* What needs to be done
Identify each line of the rows below that contains the word "every", and copy those lines. Case counts.

>> Begin Record extracts

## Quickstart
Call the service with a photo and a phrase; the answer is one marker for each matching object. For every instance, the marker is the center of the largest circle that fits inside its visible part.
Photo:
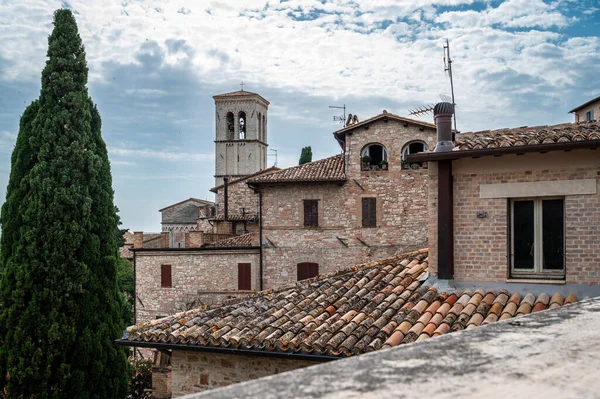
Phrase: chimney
(138, 239)
(442, 113)
(226, 198)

>> End Record extracts

* Answer to the exercise
Call the service with a photo and a phrase; the answer is one marker for each matching object. For every instance, the marker is the center of the largest circle that fits inside its visible part.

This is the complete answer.